● EXERCISE
For this exercise, transcribe all the records below exactly.

######

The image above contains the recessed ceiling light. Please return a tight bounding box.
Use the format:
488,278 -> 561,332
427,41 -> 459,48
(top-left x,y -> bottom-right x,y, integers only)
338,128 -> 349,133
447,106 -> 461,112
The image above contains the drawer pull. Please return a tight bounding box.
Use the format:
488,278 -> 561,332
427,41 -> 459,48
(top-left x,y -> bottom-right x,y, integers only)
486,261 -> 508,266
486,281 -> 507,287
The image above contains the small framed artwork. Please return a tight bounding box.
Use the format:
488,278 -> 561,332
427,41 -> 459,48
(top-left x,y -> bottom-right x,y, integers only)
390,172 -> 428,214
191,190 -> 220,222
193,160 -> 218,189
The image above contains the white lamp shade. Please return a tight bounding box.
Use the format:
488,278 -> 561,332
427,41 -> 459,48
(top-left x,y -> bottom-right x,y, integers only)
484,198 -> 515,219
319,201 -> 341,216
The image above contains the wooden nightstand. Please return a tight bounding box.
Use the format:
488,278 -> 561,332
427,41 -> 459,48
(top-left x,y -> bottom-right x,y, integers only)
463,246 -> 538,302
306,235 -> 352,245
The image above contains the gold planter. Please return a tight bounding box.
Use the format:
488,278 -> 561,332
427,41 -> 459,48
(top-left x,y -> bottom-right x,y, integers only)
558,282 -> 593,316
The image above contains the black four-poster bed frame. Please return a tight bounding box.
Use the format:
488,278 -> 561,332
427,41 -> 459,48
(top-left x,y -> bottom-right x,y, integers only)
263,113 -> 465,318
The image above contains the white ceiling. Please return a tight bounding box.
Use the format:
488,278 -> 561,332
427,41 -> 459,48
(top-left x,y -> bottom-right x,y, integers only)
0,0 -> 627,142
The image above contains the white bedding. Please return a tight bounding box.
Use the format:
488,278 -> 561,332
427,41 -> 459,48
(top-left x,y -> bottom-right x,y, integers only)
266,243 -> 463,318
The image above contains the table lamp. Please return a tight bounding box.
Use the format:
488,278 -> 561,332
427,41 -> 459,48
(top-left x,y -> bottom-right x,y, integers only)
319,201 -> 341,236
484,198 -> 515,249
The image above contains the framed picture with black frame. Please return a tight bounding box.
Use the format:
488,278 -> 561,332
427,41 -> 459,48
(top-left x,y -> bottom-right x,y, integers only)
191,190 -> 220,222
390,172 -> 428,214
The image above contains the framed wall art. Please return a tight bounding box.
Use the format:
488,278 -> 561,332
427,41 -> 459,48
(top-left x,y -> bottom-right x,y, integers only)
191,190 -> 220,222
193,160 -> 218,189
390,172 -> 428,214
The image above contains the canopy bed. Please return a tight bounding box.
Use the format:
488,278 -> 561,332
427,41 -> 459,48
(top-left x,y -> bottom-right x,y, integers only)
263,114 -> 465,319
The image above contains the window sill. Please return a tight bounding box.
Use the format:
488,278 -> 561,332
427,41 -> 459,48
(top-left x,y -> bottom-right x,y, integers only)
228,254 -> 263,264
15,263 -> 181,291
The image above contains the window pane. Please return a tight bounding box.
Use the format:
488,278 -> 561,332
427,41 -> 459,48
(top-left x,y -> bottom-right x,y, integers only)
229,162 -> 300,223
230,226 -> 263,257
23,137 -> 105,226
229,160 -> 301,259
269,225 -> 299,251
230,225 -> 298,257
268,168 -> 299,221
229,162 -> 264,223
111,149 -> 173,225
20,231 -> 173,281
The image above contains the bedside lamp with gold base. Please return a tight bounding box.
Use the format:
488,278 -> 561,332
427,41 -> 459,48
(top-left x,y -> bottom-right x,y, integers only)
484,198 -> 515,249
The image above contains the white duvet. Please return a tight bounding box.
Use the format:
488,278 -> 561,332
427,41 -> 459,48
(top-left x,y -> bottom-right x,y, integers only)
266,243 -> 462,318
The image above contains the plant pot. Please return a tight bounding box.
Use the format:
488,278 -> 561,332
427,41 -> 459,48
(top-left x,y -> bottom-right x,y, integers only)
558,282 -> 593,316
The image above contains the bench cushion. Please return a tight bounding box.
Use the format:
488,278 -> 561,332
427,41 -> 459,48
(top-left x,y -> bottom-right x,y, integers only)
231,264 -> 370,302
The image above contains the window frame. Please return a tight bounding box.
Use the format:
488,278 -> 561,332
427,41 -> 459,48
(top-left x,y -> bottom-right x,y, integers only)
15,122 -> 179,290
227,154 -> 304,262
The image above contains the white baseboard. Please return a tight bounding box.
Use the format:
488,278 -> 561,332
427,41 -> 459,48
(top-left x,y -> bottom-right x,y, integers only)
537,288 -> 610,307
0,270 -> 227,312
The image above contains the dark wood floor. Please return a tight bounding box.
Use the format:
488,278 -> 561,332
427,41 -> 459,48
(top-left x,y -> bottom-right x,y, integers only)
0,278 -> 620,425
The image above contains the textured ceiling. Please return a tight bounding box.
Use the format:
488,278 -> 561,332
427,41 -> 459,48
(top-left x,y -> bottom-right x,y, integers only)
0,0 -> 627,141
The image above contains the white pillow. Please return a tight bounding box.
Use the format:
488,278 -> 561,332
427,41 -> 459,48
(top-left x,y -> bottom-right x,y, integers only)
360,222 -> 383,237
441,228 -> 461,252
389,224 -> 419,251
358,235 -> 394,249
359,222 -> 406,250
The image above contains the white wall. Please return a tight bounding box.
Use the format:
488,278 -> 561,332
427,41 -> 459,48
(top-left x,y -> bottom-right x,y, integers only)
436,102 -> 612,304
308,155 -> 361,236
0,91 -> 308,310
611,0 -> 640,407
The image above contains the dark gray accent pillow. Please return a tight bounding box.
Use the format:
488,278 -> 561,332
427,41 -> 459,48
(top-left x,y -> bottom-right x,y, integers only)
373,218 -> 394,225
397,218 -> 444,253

######

● REPLY TO THE TASK
The image above contains the recessed ceiling light. Please return a tight bounding box.
Use the format:
488,278 -> 561,332
427,41 -> 459,48
(top-left x,y -> bottom-right x,y, integers only)
338,128 -> 349,133
447,106 -> 461,112
The image above contains the drawer pull. Please return a tight bounding box.
Use the format:
488,278 -> 561,332
427,41 -> 459,48
(top-left x,y -> bottom-right x,y, integers only)
486,261 -> 508,266
486,281 -> 507,287
The image above contains the small framed artwork. Please return a tight bounding box.
Use the format:
488,278 -> 561,332
427,41 -> 459,48
(top-left x,y -> bottom-right x,y, integers only)
390,172 -> 428,214
191,190 -> 220,222
193,160 -> 218,189
The image above contains the white lamp shade. Please return a tight bounding box.
Use the format:
488,278 -> 561,332
427,41 -> 459,48
(top-left x,y -> bottom-right x,y, integers only)
484,198 -> 515,219
319,201 -> 341,216
The image above contains the wooden nightstand. Please return a tight bounding box.
Use the format:
488,278 -> 561,332
427,41 -> 459,48
(top-left x,y -> bottom-right x,y, integers only)
463,246 -> 538,302
306,235 -> 352,245
The image above contains the gold planter. Please return a tight bounding box.
Use the format:
488,278 -> 561,332
427,41 -> 459,48
(top-left x,y -> bottom-right x,y, integers only)
558,282 -> 593,316
The image above contains the black four-poster bed frame. Please return a tight bounding box.
Use the format:
488,278 -> 561,332
427,41 -> 459,48
(top-left x,y -> bottom-right x,y, integers only)
263,113 -> 465,318
The image above contains the white ceiling. Please return a tight bounding box.
Use the format:
488,278 -> 561,332
427,41 -> 459,48
(top-left x,y -> bottom-right x,y, integers only)
0,0 -> 627,142
The image above contains the white bedding. Please return a tight bounding box.
Use the format:
488,278 -> 561,332
427,41 -> 459,48
(top-left x,y -> bottom-right x,y, integers only)
266,243 -> 463,318
The image above contains the table lamp. Please return a tight bounding box.
Use the format:
488,278 -> 561,332
427,41 -> 459,48
(top-left x,y -> bottom-right x,y, integers only)
319,201 -> 341,236
484,198 -> 515,249
The image above contains the framed picture with black frame. Please return a tight bounding box.
Use the format:
488,278 -> 561,332
427,41 -> 459,48
(top-left x,y -> bottom-right x,y, integers only)
191,190 -> 220,222
390,172 -> 428,214
The image above contains the framed wall art. Please return a tight bounding box.
Use the format:
488,278 -> 561,332
427,41 -> 459,48
(top-left x,y -> bottom-right x,y, integers only)
191,190 -> 220,222
193,160 -> 218,189
390,172 -> 428,214
The image above contains the canopy bed. Please return a tight bounding box.
Use the format:
488,278 -> 561,332
427,41 -> 459,48
(top-left x,y -> bottom-right x,y, integers only)
263,114 -> 465,319
The image above contains the window sill. Please return a tight bounding box.
Use the format:
488,278 -> 561,332
427,41 -> 459,48
(top-left x,y -> bottom-right x,y, integers only)
228,254 -> 263,264
15,263 -> 181,291
The image above contains the window pane. Please return a tight bounding box.
Use the format:
488,278 -> 561,332
427,41 -> 459,48
(top-left x,y -> bottom-right x,y, integers only)
229,162 -> 300,223
230,226 -> 263,257
23,137 -> 105,226
229,160 -> 301,259
269,225 -> 299,251
230,225 -> 298,257
268,168 -> 299,221
229,162 -> 264,223
111,149 -> 173,225
20,231 -> 173,281
The image above contains the bedside lamp with gold base. Please return a tight bounding box.
Use the format:
488,278 -> 561,332
427,41 -> 459,48
(top-left x,y -> bottom-right x,y, integers only)
484,198 -> 515,249
The image above contains the white duvet. Please return a tight bounding box.
Use the format:
488,278 -> 561,332
427,41 -> 459,48
(top-left x,y -> bottom-right x,y, integers only)
266,243 -> 462,318
The image above contains the plant pot. Please return a tight bounding box.
Use the format:
488,278 -> 561,332
427,41 -> 459,48
(top-left x,y -> bottom-right x,y, integers only)
558,282 -> 593,316
The image above contains the bench cushion. Please return a tight bounding box.
Use the format:
488,278 -> 561,332
427,41 -> 459,48
(top-left x,y -> bottom-right x,y, integers only)
231,264 -> 370,302
The image above contains the window frame. Please return a tight bounding box.
Use the format:
488,278 -> 561,332
427,41 -> 459,48
(top-left x,y -> bottom-right x,y, integers only)
15,122 -> 179,290
227,154 -> 304,262
The image above contains the white baseboard. Please return a tight bounding box.
Use the format:
488,278 -> 561,332
427,41 -> 459,48
(top-left x,y -> bottom-right x,y, integers only)
537,288 -> 610,307
0,270 -> 227,312
The image above contains the dark wood floor. Please return a tight bounding box.
Use the format:
488,278 -> 561,332
427,41 -> 459,48
(top-left x,y -> bottom-right x,y, integers only)
0,278 -> 620,425
The image above contains the textured ceiling. Please return a tight bounding box.
Use the format:
488,278 -> 561,332
427,41 -> 459,48
(top-left x,y -> bottom-right x,y, integers only)
0,0 -> 627,141
The image above contains the white pillow. Please return a tight bounding box.
Use the format:
488,278 -> 561,332
427,41 -> 459,48
(top-left x,y -> bottom-right x,y, integers only)
360,222 -> 383,237
441,228 -> 461,252
389,224 -> 419,251
358,235 -> 394,249
359,222 -> 406,250
The image above contains the white wall. Please return a tight bounding box.
Use the format:
488,278 -> 561,332
427,41 -> 459,48
(top-left x,y -> bottom-right x,y, integers only)
436,102 -> 612,304
308,155 -> 361,236
0,91 -> 308,310
611,0 -> 640,407
The image above contains the dark gray accent pillow. Please return a tight bounding box.
Use the format:
488,278 -> 561,332
427,41 -> 459,48
(top-left x,y -> bottom-right x,y, integers only)
373,218 -> 394,225
397,218 -> 444,253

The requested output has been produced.